A Kinshasa, les Casques bleus s’offrent les plus belles villas, les plus belles filles et paient sans compter… La population leur reproche de participer à la guerre des prix plus qu’au maintien de la paix.

Sur les rues cabossées de Kinshasa, les véhicules blancs, flambant neufs, marqués du sigle " UN " pour Nations Unies, ne passent pas inaperçus. Ce sont ceux de la Monuc, la Mission d’observation de l’Onu au Congo. Etablie en République démocratique du Congo, depuis décembre 1999, la Monuc a pour mandat de veiller au respect de l’accord de cessez-le-feu de Lusaka, signé en juillet 1999 entre différents belligérants de la guerre qui déchire le pays depuis août 1998.
Au total, ce sont quelque 450 observateurs militaires, soutenus par 3354 officiers et soldats assurant leur protection, qui ont été déployés dans cet immense pays, grand comme 4 fois la France et 80 fois la Belgique ! Ces Casques bleus sont uruguayens, marocains, sénégalais, ghanéens et tunisiens. A Kinshasa, la capitale, le contraste est saisissant entre leur niveau de vie ostentatoire et la galère quotidienne des quelque six millions de Kinois.

* Données fournies
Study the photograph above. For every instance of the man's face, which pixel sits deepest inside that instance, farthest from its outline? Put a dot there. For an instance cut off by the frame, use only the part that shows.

* Travail à faire
1. Traduisez en anglais cette phrase de l'extrait sur la Monuc : « Ces Casques bleus sont uruguayens, marocains, sénégalais, ghanéens et tunisiens. »
2. Répondez brièvement aux questions suivantes à partir de l'extrait sur la Monuc.
(a) Que la population reproche-t-elle aux Casques bleus ?
(b) Depuis quand la Monuc est-elle établie en République démocratique du Congo ?
(c) Combien d'observateurs militaires environ ont été déployés dans le pays ?

* Corrigé par tâche
1. These Blue Helmets are Uruguayan, Moroccan, Senegalese, Ghanaian, and Tunisian.

2.
(a) De participer à la guerre des prix plus qu'au maintien de la paix.
(b) Depuis décembre 1999.
(c) Quelque 450.